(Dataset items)

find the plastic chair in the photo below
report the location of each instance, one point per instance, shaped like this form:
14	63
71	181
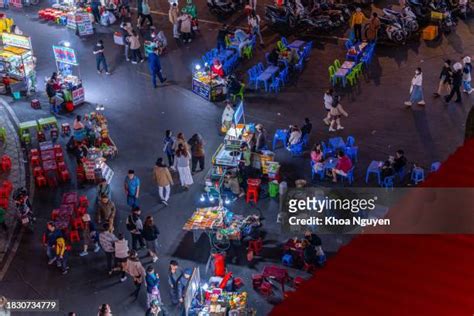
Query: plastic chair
275	85
435	166
239	94
388	182
332	72
279	136
417	175
296	149
350	142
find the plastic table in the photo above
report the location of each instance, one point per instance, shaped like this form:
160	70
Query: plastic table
277	273
336	143
374	167
297	44
47	121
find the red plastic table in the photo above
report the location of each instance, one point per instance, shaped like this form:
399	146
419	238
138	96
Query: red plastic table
277	273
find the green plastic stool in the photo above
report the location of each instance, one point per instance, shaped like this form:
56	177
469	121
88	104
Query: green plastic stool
273	189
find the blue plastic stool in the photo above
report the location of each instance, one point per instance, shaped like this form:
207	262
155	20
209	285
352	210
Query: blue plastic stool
280	135
417	175
287	260
435	166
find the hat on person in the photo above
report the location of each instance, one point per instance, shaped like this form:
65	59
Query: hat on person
86	218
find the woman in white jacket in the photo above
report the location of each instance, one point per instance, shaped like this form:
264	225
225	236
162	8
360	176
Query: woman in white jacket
181	162
416	89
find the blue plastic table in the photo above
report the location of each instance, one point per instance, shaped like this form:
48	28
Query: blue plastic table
374	167
336	143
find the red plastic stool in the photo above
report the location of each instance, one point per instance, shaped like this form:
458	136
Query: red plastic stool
35	161
310	268
257	280
41	181
38	171
55	214
65	128
41	136
35	104
8	185
6	163
81	211
54	133
266	288
57	148
4	203
4	193
83	201
238	283
256	246
61	166
297	281
77	223
74	236
59	157
64	176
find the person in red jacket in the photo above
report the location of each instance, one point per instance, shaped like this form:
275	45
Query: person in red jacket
344	164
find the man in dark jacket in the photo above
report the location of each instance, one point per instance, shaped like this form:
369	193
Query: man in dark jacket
49	240
457	82
155	67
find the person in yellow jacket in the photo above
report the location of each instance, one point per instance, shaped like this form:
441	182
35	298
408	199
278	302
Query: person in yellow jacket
61	254
358	19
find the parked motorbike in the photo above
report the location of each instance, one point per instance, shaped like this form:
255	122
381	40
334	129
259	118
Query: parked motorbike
223	7
406	18
23	208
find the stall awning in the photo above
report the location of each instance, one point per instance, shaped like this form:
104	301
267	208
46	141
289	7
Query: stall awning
398	274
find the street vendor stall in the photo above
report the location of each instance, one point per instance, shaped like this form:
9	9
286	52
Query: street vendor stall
71	84
208	85
18	62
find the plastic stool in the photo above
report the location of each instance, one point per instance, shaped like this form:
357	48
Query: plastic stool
41	181
77	223
74	236
61	166
64	176
55	214
417	175
238	283
257	280
297	281
35	161
287	260
83	201
266	288
6	163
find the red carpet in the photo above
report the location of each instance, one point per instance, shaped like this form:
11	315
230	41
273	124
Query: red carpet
398	274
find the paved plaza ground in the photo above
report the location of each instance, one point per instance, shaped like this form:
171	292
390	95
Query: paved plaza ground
138	115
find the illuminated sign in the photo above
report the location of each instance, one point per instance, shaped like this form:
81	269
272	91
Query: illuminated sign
16	40
65	55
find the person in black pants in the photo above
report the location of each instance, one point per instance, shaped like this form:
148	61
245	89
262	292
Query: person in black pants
457	82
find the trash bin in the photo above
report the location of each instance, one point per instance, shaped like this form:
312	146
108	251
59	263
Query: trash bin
273	188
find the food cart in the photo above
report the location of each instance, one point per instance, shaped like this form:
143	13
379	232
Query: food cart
208	85
18	62
71	84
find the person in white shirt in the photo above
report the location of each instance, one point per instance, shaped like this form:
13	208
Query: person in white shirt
416	89
328	100
254	23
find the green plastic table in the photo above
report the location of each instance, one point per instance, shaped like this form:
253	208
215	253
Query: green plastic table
47	121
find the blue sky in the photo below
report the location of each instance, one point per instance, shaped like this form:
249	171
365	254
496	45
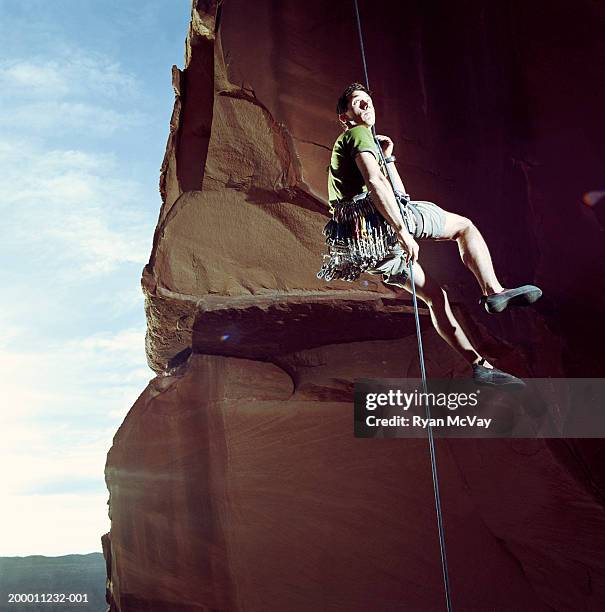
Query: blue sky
86	99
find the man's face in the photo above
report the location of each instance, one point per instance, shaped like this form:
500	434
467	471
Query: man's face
361	109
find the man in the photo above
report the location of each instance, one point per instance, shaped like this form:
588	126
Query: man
356	185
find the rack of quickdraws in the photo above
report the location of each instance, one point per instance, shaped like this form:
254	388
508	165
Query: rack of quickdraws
357	238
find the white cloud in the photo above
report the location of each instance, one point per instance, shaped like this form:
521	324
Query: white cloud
66	402
77	90
74	72
80	210
52	525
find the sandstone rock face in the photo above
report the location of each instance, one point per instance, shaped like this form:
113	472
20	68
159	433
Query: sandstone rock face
235	480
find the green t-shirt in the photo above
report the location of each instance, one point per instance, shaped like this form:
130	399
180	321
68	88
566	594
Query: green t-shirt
344	178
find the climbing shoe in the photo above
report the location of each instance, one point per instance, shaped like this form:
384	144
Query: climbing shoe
493	377
520	296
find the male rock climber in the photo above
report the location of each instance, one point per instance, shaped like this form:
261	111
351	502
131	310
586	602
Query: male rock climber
354	175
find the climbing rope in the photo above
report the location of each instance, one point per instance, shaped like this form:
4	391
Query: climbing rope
446	579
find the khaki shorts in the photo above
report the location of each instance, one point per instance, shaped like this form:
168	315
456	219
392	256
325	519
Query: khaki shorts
423	220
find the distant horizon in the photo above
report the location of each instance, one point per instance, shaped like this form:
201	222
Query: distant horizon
85	118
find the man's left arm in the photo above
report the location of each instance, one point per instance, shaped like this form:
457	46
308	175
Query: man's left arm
386	145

## Exercise goal
Every line from the line containing "find the white cloud in the photo above" to the last line of the material above must be repeated exactly, and no other line.

## Task output
find the white cloud in the photo above
report the location of each instance, one point per instance, shaped like this form:
521	324
Query: white cloud
66	402
77	90
74	72
80	210
52	525
find the sandstone rock face in the photo above
report the location of each instance, one point per instance, shaped like this form:
113	472
20	68
159	433
Query: sandstone rock face
235	480
find the green t-shirt in the photo above
report the location of each instance, one point per instance, shaped like this form:
130	399
180	321
68	88
566	594
Query: green t-shirt
344	178
find the climbing shoe in the photo above
report the location of each instance, one point per instance, shaped like this form:
384	144
Query: climbing shoe
493	377
520	296
find the male rock climber in the photo above
report the location of each instance, one point per instance, shaped like this form:
261	111
351	502
131	310
586	602
Query: male rock climber
354	175
find the climbing rope in the photo above
report the location of each instance, one point per instance, shaped like this form:
4	391
Query: climbing rope
446	579
find the khaki shorts in the photo above
report the location of each instance, one point per instance, shaped like this form:
168	315
456	219
392	256
325	519
Query: khaki shorts
423	220
find the distant horizon in the photo above
report the location of each instance, one point per instance, shaped like this form:
201	222
Query: distant horizon
85	118
find the man's left arm in the photo above
report the location of each instance, one point per instance, shaped like this form:
457	46
308	175
Query: man's left arm
386	145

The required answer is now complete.